**Problem details**
Using the records below, filter out every line that lacks "window" and copy the rest.

Saved entries
##############################
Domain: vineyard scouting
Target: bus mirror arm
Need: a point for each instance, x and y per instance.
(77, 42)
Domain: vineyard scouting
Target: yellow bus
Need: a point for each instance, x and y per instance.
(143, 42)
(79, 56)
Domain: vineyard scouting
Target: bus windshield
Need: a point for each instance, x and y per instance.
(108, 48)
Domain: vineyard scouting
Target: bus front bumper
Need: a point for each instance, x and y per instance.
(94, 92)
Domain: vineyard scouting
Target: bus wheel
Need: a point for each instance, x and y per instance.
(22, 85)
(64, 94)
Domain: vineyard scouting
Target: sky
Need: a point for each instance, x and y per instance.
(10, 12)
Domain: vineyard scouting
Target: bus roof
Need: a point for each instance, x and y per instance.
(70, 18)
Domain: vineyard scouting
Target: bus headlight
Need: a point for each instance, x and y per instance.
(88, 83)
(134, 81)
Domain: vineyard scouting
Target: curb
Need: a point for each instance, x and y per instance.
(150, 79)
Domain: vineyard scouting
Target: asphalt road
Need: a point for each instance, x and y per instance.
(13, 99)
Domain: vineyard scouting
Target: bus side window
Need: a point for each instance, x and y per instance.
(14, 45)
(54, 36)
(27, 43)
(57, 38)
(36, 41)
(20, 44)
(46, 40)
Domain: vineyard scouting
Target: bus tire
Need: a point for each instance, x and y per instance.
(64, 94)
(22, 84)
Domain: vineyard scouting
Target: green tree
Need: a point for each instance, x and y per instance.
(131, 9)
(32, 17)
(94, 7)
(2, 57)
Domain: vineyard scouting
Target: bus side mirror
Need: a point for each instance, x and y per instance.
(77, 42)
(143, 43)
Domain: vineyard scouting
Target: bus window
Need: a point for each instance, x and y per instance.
##############################
**Exercise solution**
Target: bus side window
Target: bus window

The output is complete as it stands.